> [DOCUMENT EXCERPT]
====
There was no statistically significant effect of the intervention on PCPs prescribing or patients receiving other antipsychotics, antianxiety drugs, sleep aids, and antidepressants (eTable 4 and eTable 5 in Supplement 2). We studied the receipt of all antipsychotics for the low-value and guideline-concordant patient groups in an exploratory analysis (eTable 6 in Supplement 2). While both patient groups experienced increases in the receipt of other antipsychotics, the magnitudes were small, leaving the qualitative effect of the intervention on the total receipt unchanged.

There was no significant change in mortality, inpatient admissions, emergency department visits, or psychiatrist outpatient visits for baseline patients during the 9-month outcome period. Exploratory analyses of the patient groups detected only a reduction in emergency department visits for guideline-concordant patients (eTable 7 and eFigure 4 in Supplement 2).

Discussion

In this randomized clinical trial, we found that peer comparison letters targeting the 5055 highest quetiapine-prescribing PCPs nationwide in the Medicare program led to statistically significant, persistent decreases in quetiapine prescribing. The decrease was pronounced for new quetiapine prescribing, suggesting a particular effect on physicians’ decision making about whether to initiate quetiapine treatment. The intervention was associated with reductions in prescribing to both low-value and guideline-concordant patients at the prescriber level; however, at the patient level, low-value patients had a significantly greater decline in quetiapine receipt. We detected no adverse effects of the letters on baseline patients according to mortality data and health care use. These results provide encouraging evidence that high prescribers of antipsychotics can decrease quetiapine prescribing, without adverse clinical consequences, in response to a letter highlighting their overall high rates of prescribing.

Compared with existing work on prescribing quality, this study provides a unique example of a large-scale intervention yielding clinically meaningful, persistent effects. For example, a recent antibiotic prescribing nudge targeting general practitioners throughout England reduced inappropriate prescribing by 3.3%.24 Effects in the present study were smaller than those of other promising behavioral interventions on prescribing that targeted a more limited number of health care professionals (eg, where a peer comparison message reduced inappropriate antibiotic prescribing by 22% and effects endured after the intervention23), although those interventions involved more complex changes, such as modifying electronic health record systems.22,23,34

The findings herein also contrast with the null effect of a similar intervention performed by several members of our study team targeting high prescribers of controlled substances, including opioids.25 The present study incorporated lessons from that work that could have contributed to the more substantial effect we observed here. First, our study targeted a wider range of high prescribers (approximately 5% of quetiapine-prescribing PCPs) vs the top 0.3% of all schedule II controlled substance prescribers in the previous study. Second, the letters in the present study had stronger wording regarding the possibility that prescribing was inappropriate and could be reviewed, which may have led physicians to take them more seriously. This finding can guide future evaluations of randomized letters with a variety of framings to find optimally effective approaches to communication.
====
> [INFORMATION SHOWN]
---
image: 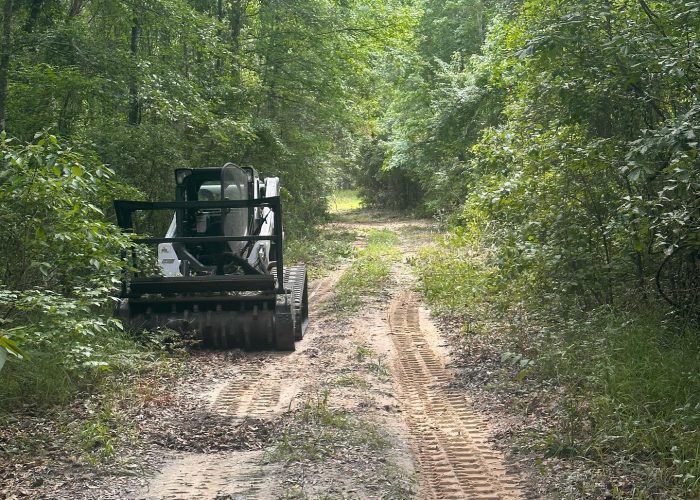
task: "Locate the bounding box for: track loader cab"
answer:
[115,163,308,350]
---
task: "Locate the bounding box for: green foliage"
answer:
[332,229,401,314]
[329,189,362,212]
[284,229,357,278]
[266,389,388,463]
[0,134,157,410]
[370,0,700,317]
[415,230,700,498]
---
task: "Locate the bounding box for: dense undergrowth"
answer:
[331,229,401,314]
[416,231,700,498]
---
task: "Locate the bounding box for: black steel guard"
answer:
[114,196,285,293]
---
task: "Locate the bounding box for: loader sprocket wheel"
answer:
[284,266,309,340]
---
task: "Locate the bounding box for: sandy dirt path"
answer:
[142,221,521,499]
[2,219,522,500]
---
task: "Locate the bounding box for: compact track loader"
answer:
[114,163,309,351]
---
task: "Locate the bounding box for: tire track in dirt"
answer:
[140,270,342,500]
[389,292,521,500]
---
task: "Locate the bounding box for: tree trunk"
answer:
[0,0,13,130]
[129,17,141,125]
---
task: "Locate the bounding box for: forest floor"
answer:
[0,212,538,499]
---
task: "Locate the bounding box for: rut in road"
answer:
[389,292,521,500]
[139,271,341,500]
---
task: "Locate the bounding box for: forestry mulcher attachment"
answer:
[114,163,309,351]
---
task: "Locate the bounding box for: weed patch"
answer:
[332,230,401,314]
[328,189,363,213]
[284,229,357,278]
[415,232,700,498]
[266,389,388,463]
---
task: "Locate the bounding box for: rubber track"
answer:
[389,293,521,500]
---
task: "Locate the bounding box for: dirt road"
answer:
[2,220,521,500]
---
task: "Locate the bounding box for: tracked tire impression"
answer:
[389,293,521,500]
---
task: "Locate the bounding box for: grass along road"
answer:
[0,208,520,499]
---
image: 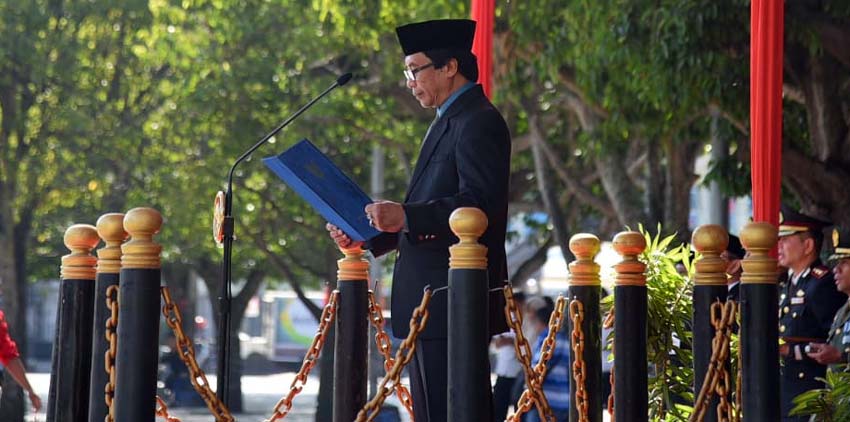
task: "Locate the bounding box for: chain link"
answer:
[502,285,552,422]
[357,289,433,422]
[369,290,415,422]
[160,286,234,422]
[156,396,180,422]
[265,290,339,422]
[103,284,118,422]
[570,299,588,422]
[732,301,744,422]
[689,300,736,422]
[602,308,617,422]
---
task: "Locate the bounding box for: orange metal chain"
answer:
[502,285,554,422]
[357,289,433,422]
[160,287,234,422]
[689,301,736,422]
[103,285,118,422]
[265,290,339,422]
[602,308,617,422]
[570,299,588,422]
[369,290,415,422]
[156,396,180,422]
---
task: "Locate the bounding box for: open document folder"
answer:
[263,139,380,241]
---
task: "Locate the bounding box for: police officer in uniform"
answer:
[778,206,847,422]
[808,228,850,372]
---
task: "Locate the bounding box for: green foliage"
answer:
[602,226,694,421]
[791,370,850,422]
[639,226,694,420]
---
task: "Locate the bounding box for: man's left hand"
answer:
[366,201,405,233]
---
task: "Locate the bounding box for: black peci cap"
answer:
[779,204,832,237]
[829,227,850,261]
[395,19,475,56]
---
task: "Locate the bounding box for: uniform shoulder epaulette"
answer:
[812,265,829,278]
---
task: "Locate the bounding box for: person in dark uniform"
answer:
[778,206,847,421]
[720,233,747,302]
[327,20,511,422]
[808,228,850,372]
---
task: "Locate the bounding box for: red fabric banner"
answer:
[472,0,496,98]
[750,0,785,225]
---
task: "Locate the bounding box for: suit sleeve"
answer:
[363,232,398,258]
[404,113,511,242]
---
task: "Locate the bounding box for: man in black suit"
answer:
[328,20,511,422]
[772,206,847,422]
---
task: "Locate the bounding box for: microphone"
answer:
[216,73,351,406]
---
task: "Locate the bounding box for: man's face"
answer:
[832,258,850,295]
[777,233,808,268]
[404,53,445,108]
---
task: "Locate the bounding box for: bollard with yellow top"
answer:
[88,213,127,422]
[614,231,649,422]
[113,208,162,422]
[333,242,369,422]
[47,224,100,422]
[741,223,780,421]
[691,224,729,422]
[567,233,602,422]
[444,207,491,422]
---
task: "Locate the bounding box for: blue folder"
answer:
[263,139,380,241]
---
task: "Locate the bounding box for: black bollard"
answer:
[614,232,649,422]
[566,233,604,422]
[691,224,729,422]
[444,208,492,422]
[741,223,780,421]
[89,213,127,422]
[113,208,162,422]
[47,224,100,422]
[333,247,369,422]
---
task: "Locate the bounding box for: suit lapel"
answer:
[405,116,449,201]
[404,85,484,202]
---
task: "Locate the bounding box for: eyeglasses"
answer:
[404,62,434,82]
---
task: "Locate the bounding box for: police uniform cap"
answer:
[726,233,747,259]
[779,204,832,237]
[829,227,850,261]
[395,19,475,56]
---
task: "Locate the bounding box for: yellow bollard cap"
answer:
[97,212,128,274]
[121,208,162,269]
[60,224,100,280]
[449,207,487,270]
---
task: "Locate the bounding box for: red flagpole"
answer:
[472,0,496,98]
[750,0,785,225]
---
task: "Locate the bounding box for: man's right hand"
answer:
[325,223,363,249]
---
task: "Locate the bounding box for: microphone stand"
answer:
[216,73,351,407]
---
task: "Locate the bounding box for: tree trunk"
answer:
[528,114,574,262]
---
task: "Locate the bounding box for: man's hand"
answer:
[325,223,363,249]
[806,343,841,365]
[366,201,404,233]
[28,390,41,413]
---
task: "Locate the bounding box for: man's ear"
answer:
[443,58,458,77]
[803,236,817,255]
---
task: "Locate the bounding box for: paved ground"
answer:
[27,372,409,422]
[27,372,610,422]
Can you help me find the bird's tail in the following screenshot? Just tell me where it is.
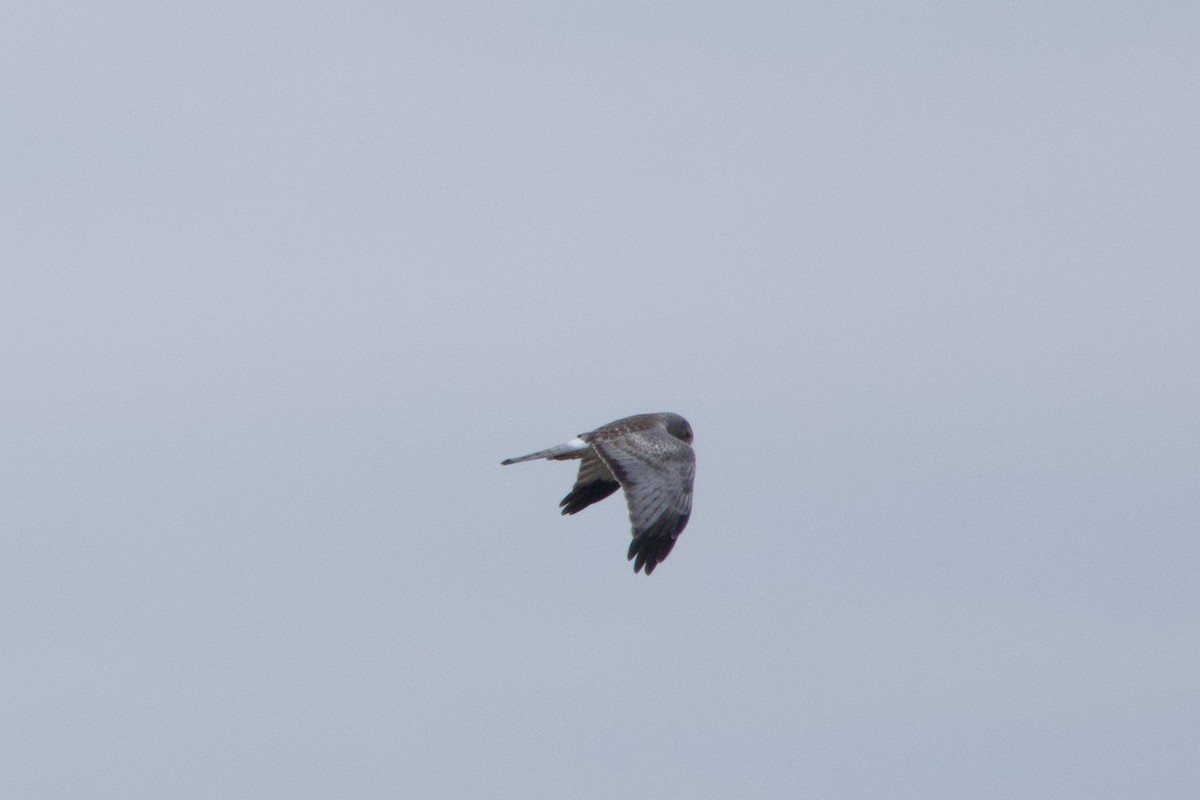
[500,439,592,464]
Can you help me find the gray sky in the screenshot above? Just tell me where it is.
[0,1,1200,800]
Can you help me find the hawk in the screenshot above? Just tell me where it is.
[500,413,696,575]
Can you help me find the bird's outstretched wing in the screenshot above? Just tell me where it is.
[558,450,620,513]
[588,426,696,575]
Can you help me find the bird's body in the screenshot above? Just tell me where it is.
[502,413,696,575]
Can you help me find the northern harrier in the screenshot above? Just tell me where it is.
[500,414,696,575]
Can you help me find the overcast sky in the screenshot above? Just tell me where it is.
[0,0,1200,800]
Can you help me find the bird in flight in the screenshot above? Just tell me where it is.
====
> [PROMPT 1] For each statement, say whether it agrees with the quetiapine trial excerpt, answering yes or no and quoting the deciding words: (a) The letters were sent to the 5055 highest quetiapine-prescribing PCPs in Medicare. (b) Baseline patients showed a significant drop in mortality. (c) The earlier study targeted the top 0.3% of schedule II controlled substance prescribers.
> [PROMPT 2] Please list every drug category that, according to the quetiapine trial excerpt, showed no statistically significant effect of the intervention on prescribing or receipt.
> [PROMPT 3] Pick up the quetiapine trial excerpt after its last sentence and continue it.
The records were taken from a different source.

> [TASK ANSWER 1]
(a) Yes: "peer comparison letters targeting the 5055 highest quetiapine-prescribing PCPs nationwide in the Medicare program"
(b) No: "There was no significant change in mortality, inpatient admissions, emergency department visits, or psychiatrist outpatient visits for baseline patients during the 9-month outcome period"
(c) Yes: "vs the top 0.3% of all schedule II controlled substance prescribers in the previous study"

> [TASK ANSWER 2]
Other antipsychotics
Antianxiety drugs
Sleep aids
Antidepressants

> [TASK ANSWER 3]
In many domains we did not observe evidence consistent with significant unintended consequences from the present intervention, such as substitution away from quetiapine toward another antipsychotic agent. We observed reductions in the receipt of quetiapine among guideline-concordant patients, which could represent negative effects from PCPs cutting quetiapine use indiscriminately, even for patients who may need it. If this represented a harmful change for patients, we may have expected to see higher rates of adverse outcomes in the guideline-concordant patient group as prescribing rates decreased. However, if anything, guideline-concordant patients experienced lower rates of hospital encounters after the intervention. Although there are negative outcomes beyond these that we may not have observed, these results suggest that PCPs may be able to target guideline-concordant patients for whom stopping quetiapine treatment may be clinically justifiable while maintaining access for patients who experience clinical benefits (by continuing to prescribe to these patients or by shifting them to psychiatrists). In future interventions, it will be important to specifically target low-value care (eg, by selecting physicians not only by their high overall prescribing but also by their high rates of low-value prescribing).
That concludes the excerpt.